◆ Stated goal: Rewrite the material below with "Indicate" swapped for "Mark" at every occurrence, keeping everything else the same.
------------
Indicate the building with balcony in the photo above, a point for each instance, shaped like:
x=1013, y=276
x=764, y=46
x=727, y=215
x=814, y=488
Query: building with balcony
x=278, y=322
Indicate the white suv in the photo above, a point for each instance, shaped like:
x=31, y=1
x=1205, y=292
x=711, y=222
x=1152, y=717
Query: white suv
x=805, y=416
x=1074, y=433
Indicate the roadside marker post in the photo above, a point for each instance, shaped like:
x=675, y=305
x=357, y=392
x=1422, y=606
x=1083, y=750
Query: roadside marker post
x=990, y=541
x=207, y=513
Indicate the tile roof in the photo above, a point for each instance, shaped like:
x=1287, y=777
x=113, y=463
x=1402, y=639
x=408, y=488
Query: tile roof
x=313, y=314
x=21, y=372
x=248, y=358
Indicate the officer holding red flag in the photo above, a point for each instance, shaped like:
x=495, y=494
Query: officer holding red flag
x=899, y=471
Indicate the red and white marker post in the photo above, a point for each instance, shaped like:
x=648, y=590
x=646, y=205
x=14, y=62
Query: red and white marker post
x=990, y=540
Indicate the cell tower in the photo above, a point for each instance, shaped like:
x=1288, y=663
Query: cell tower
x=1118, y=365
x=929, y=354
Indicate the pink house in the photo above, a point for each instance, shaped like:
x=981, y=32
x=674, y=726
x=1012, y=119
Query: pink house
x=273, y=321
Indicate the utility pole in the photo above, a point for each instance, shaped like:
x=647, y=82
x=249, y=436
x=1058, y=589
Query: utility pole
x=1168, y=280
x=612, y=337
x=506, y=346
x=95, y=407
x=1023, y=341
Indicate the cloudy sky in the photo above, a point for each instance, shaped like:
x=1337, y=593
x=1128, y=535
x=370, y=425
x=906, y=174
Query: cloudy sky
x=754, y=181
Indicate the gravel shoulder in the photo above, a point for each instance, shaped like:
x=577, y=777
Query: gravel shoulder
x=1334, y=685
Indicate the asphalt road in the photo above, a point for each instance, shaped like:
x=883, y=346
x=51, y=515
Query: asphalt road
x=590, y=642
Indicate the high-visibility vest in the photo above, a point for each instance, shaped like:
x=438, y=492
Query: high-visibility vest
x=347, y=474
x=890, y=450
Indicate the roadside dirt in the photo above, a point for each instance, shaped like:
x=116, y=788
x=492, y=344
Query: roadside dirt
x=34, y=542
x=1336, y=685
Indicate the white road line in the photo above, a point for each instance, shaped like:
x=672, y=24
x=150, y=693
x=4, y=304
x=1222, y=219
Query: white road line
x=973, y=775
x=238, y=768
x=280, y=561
------------
◆ Task result:
Mark the building with balcony in the photo above, a point for each instance, shaped like:
x=1013, y=276
x=764, y=46
x=727, y=215
x=814, y=488
Query: building with balcony
x=278, y=322
Mark the white suv in the photo above, a point for each instance, shaped like:
x=31, y=1
x=1205, y=292
x=711, y=222
x=1152, y=717
Query: white suv
x=805, y=416
x=1074, y=433
Mark the roadside marker post in the photo above, a point for each instance, shaped like:
x=675, y=305
x=357, y=392
x=1422, y=606
x=1083, y=750
Query: roadside marker post
x=990, y=541
x=207, y=513
Mark the tile roof in the photo above, a point for each instance, shaped like:
x=1287, y=777
x=113, y=463
x=1402, y=639
x=408, y=488
Query: tile roof
x=313, y=314
x=21, y=372
x=248, y=358
Mark the officer holding red flag in the photo above, a point for each instance, shaped like:
x=495, y=494
Query: officer holding red flag
x=899, y=471
Mark the red and white marker post in the photo above, a point for each instance, shaped like:
x=648, y=590
x=646, y=205
x=14, y=62
Query: red and white marker post
x=990, y=540
Mark the cell tower in the photo above, a point for each instance, shaped like:
x=1288, y=663
Query: cell tower
x=1118, y=365
x=929, y=354
Mark the pink house in the photo above, a point for each instance, shaped like:
x=981, y=32
x=674, y=726
x=1012, y=119
Query: pink house
x=273, y=321
Mark the utility pole in the photo above, a point for each instance, shaped like:
x=647, y=82
x=249, y=436
x=1058, y=589
Query: utility pole
x=1168, y=280
x=612, y=337
x=506, y=346
x=95, y=407
x=1023, y=341
Mark the cloudy sky in the photo above, a point for each instance, shaped like:
x=1337, y=593
x=1128, y=535
x=370, y=425
x=906, y=174
Query: cloudy sky
x=754, y=181
Mark the gravel shoulder in the photo above, a point for each instance, shaped like:
x=577, y=777
Query: gravel shoulder
x=1334, y=685
Mark the asphalt road in the photo above, a point for each instance, shaped like:
x=883, y=346
x=51, y=515
Query: asphalt road
x=590, y=642
Mark the high-visibility vest in the photo above, a point for each instance, shaped like:
x=438, y=492
Query: high-visibility vest
x=347, y=474
x=890, y=450
Mark the roadside dirt in the photo above, a point for each instance, shaped like:
x=116, y=788
x=492, y=344
Query: roadside dirt
x=34, y=542
x=1336, y=685
Mark the white road line in the photo above, a point for each instance, shaped like:
x=672, y=24
x=150, y=693
x=4, y=304
x=1222, y=219
Query: white road line
x=973, y=775
x=238, y=768
x=280, y=561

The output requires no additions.